Saved entries
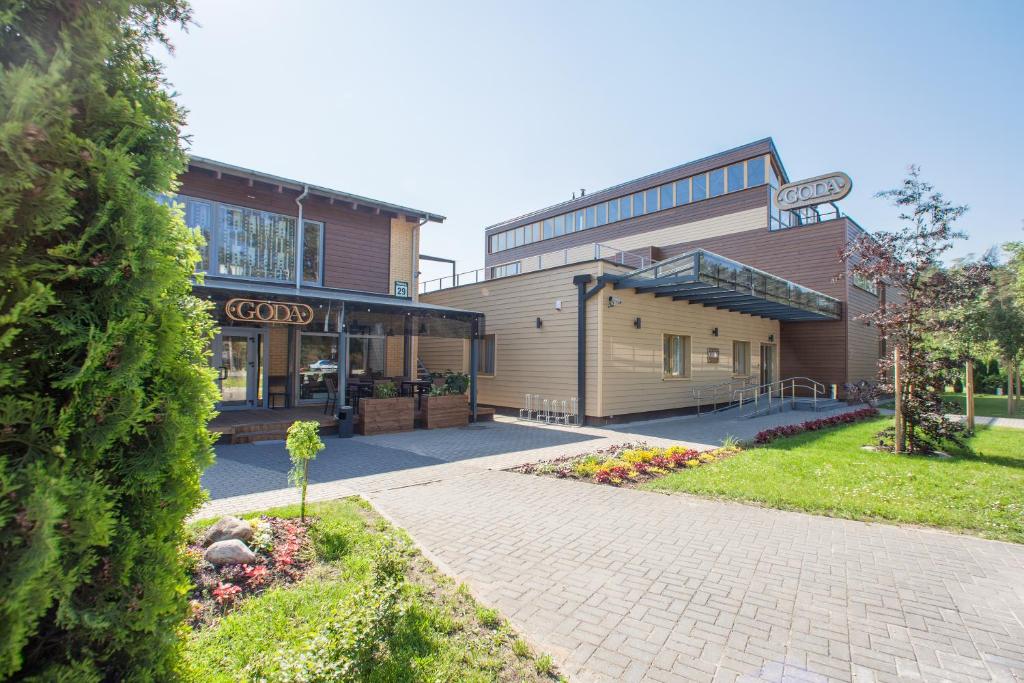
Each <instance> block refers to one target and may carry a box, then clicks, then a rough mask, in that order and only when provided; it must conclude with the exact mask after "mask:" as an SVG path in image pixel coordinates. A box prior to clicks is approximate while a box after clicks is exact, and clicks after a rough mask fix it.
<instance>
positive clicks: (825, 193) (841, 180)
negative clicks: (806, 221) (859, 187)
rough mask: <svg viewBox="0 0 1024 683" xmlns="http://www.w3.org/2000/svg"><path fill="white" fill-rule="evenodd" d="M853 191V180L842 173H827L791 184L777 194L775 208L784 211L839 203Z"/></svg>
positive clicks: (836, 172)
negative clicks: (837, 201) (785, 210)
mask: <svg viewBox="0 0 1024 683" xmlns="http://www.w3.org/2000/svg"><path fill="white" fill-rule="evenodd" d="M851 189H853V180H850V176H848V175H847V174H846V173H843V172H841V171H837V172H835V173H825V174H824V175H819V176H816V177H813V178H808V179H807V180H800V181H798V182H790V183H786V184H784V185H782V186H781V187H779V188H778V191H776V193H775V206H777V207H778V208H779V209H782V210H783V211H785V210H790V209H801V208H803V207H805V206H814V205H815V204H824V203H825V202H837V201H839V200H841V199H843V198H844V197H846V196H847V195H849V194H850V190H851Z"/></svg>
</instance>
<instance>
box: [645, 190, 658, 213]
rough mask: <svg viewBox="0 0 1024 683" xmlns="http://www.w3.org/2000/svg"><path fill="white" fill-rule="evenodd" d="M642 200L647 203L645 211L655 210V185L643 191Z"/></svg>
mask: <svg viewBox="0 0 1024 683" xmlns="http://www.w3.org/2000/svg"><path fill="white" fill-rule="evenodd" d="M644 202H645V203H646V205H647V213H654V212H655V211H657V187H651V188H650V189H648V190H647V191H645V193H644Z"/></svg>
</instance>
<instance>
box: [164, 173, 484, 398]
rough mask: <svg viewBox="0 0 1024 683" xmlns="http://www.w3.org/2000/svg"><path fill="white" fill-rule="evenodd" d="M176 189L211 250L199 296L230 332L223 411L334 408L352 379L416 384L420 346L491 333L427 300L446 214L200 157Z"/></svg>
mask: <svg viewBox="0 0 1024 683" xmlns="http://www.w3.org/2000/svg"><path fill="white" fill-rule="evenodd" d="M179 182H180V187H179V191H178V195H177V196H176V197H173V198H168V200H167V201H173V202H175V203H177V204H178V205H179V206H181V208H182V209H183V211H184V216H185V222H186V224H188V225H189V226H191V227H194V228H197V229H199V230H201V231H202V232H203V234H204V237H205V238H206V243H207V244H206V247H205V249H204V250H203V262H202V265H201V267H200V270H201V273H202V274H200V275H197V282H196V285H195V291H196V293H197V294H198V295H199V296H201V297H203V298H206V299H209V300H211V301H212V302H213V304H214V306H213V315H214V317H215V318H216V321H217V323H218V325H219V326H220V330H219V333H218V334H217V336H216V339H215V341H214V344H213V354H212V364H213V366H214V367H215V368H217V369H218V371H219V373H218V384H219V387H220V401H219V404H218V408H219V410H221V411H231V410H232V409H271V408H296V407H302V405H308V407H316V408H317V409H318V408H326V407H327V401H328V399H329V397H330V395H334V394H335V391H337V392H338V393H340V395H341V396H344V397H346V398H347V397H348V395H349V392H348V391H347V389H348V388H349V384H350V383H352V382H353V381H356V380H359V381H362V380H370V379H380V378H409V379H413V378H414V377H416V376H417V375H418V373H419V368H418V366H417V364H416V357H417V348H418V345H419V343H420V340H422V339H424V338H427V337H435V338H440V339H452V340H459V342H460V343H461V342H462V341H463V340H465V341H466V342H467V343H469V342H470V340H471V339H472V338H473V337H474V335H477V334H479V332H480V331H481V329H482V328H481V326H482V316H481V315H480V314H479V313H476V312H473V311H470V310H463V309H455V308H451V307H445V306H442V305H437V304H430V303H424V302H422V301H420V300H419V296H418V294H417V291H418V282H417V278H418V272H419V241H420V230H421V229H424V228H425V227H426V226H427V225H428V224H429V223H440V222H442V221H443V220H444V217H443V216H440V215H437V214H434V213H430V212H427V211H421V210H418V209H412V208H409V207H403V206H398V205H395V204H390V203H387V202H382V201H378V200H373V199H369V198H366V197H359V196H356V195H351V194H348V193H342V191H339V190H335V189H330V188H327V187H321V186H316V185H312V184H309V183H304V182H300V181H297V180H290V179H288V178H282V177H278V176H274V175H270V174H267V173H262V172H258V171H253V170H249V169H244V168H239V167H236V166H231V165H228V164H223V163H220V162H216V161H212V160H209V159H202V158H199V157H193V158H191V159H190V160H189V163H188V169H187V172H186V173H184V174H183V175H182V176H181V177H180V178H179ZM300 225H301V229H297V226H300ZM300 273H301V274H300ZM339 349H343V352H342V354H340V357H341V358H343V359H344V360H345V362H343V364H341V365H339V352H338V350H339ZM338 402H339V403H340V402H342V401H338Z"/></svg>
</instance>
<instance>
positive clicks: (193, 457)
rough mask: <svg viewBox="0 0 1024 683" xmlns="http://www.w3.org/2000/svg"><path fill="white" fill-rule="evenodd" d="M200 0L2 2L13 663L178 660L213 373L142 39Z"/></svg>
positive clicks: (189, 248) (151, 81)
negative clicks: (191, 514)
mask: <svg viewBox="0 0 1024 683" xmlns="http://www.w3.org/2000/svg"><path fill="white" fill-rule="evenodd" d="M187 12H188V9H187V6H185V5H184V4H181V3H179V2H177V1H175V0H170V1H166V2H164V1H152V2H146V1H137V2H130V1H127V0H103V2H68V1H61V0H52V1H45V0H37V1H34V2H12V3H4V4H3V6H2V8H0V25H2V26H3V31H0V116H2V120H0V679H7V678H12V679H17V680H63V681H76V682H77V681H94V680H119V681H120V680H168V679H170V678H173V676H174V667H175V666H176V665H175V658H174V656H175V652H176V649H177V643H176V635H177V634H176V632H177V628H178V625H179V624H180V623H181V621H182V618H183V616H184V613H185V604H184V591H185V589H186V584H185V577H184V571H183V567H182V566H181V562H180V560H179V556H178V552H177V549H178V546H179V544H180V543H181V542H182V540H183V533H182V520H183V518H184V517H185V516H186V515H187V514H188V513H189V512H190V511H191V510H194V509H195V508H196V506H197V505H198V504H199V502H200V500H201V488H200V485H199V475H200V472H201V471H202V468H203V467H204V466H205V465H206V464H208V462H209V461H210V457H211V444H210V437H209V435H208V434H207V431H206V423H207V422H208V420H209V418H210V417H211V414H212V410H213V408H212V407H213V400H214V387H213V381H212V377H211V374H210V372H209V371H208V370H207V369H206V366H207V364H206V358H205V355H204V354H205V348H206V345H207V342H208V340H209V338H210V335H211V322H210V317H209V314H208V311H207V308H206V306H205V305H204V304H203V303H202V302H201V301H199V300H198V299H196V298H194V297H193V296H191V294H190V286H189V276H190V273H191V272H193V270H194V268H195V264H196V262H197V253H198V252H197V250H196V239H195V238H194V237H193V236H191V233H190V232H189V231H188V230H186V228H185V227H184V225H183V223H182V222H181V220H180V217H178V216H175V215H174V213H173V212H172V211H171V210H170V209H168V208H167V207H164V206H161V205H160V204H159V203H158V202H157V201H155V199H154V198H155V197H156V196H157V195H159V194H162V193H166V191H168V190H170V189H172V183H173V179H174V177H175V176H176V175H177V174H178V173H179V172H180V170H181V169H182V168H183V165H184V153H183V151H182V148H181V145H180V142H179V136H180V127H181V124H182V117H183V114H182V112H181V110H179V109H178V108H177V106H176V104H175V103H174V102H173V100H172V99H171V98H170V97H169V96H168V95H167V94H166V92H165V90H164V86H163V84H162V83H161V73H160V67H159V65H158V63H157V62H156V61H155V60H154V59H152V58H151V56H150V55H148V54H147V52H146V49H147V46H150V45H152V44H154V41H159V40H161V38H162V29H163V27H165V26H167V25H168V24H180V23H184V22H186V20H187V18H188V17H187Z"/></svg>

ASSIGNED TASK: Format the stretch of the records from the start through the line containing "positive clicks: (825, 193) (841, 180)" as a Markdown table with the columns Row and Line. Omit the picture and any blank lines.

OUTPUT OF THE EXERCISE:
| Row | Line |
|---|---|
| 1 | Each <instance> block refers to one target and may carry a box, then clicks, then a rough mask, in that order and only when provided; it must conclude with the exact mask after "mask:" as an SVG path in image pixel coordinates. A box prior to clicks is approximate while a box after clicks is exact, and clicks after a rough mask fix it. |
| 2 | <instance> |
| 3 | positive clicks: (825, 193) (841, 180) |